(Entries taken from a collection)
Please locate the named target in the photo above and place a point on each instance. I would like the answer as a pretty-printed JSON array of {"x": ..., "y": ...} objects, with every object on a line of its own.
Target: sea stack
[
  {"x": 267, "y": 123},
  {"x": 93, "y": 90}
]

— The problem —
What is needed is an exact transcription of every record above.

— Response area —
Please locate the named target in the photo above and place a point on each instance. I would like the answer as a pretty-printed JSON array of {"x": ..., "y": ...} objects, with every object on a line of its own.
Target: sea stack
[
  {"x": 267, "y": 123},
  {"x": 93, "y": 90}
]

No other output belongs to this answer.